How to complete this task: The records below are to be duplicated exactly as they appear.

Information supplied:
== Segment start ==

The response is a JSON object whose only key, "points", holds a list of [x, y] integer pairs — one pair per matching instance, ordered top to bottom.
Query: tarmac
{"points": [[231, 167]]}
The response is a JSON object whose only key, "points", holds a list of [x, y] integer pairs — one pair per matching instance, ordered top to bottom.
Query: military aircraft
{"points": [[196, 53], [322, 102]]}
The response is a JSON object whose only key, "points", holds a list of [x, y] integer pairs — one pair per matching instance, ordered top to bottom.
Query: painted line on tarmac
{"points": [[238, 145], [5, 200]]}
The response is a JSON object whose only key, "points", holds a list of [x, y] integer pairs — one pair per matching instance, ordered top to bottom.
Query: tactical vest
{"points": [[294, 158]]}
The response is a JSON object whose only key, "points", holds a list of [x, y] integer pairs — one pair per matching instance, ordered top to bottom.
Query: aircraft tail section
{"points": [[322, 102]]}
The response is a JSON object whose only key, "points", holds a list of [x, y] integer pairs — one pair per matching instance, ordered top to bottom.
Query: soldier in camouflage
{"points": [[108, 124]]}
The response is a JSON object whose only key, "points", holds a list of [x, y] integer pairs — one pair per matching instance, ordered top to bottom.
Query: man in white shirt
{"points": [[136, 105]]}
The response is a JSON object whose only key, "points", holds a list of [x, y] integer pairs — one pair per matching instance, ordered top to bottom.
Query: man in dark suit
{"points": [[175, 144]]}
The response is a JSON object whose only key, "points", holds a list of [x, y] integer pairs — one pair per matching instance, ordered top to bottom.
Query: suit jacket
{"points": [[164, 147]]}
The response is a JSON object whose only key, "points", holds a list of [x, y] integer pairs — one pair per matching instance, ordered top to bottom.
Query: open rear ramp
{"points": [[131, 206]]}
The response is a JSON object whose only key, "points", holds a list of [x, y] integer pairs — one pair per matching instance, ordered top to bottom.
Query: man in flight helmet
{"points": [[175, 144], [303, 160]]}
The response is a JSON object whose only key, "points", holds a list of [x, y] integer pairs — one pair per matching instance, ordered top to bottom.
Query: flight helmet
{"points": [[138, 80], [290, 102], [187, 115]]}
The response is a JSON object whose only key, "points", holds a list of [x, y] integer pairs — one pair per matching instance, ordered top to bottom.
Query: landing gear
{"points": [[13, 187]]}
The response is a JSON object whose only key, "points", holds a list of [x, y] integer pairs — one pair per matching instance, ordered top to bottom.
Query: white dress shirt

== Segment end ==

Solution to this exercise:
The response is a JSON object whose only key, "points", holds a list of [x, y] integer pairs — one pair per matching instance, ordered top to bottom.
Query: tarmac
{"points": [[231, 167]]}
The response is a JSON object whose only key, "points", holds a list of [x, y] integer pairs — one pair per matching instance, ordered top to bottom.
Query: military aircraft
{"points": [[196, 53], [322, 102]]}
The response is a JSON object whose only key, "points", holds a list of [x, y] integer pairs — one pair per matching instance, ordered top to bottom.
Query: painted line on tarmac
{"points": [[238, 145], [5, 200]]}
The response is a JSON object whose only key, "points", holds a list of [x, y] integer pairs — one pair per matching instance, ordered top to bottom.
Query: tactical vest
{"points": [[294, 158]]}
The response is a JSON object whose only key, "points", holds a list of [x, y] integer pairs — one pair per matching instance, ordered top to bottom.
Query: aircraft tail section
{"points": [[322, 102]]}
The response is a JSON object whose only key, "points", holds a list of [x, y] integer pairs — one pair per matching instance, ordered top to bottom.
Query: soldier in camouflage
{"points": [[108, 124]]}
The response is a JSON object whose only key, "points", holds a list of [x, y] integer pairs — one pair per matching instance, ordered top to bottom.
Query: man in white shirt
{"points": [[136, 105]]}
The response is a JSON object whose only key, "points", holds a list of [x, y] integer pairs — one pair per matching instance, ordered top to bottom.
Query: man in dark suit
{"points": [[175, 144]]}
The response is a JSON object whose only key, "points", holds a list of [x, y] integer pairs — one pair per matching instance, ordered top to bottom.
Query: suit jacket
{"points": [[164, 147]]}
The response is a JSON object whose only key, "points", holds a list of [x, y] integer pairs — one pair per matching instance, ordered top to bottom.
Query: open rear ramp
{"points": [[131, 206]]}
The response is a JSON object whose only key, "points", holds a list of [x, y] integer pairs — one pair per matching instance, ordered top to bottom.
Query: man in flight helmet
{"points": [[175, 144], [303, 160]]}
The response is a JSON object whose only key, "points", holds a list of [x, y] integer pairs — one pair per matching instance, ordered top to bottom.
Query: flight helmet
{"points": [[138, 80], [290, 102], [187, 115]]}
The response is a JSON object whose only key, "points", holds a list of [x, y] integer pairs — one pair per matching instance, ordered top to bottom.
Query: landing gear
{"points": [[13, 187]]}
The response is a JSON object whose only key, "points", holds a list of [x, y] integer pairs — one pair per matching instance, ordered top to bottom.
Query: white dress shirt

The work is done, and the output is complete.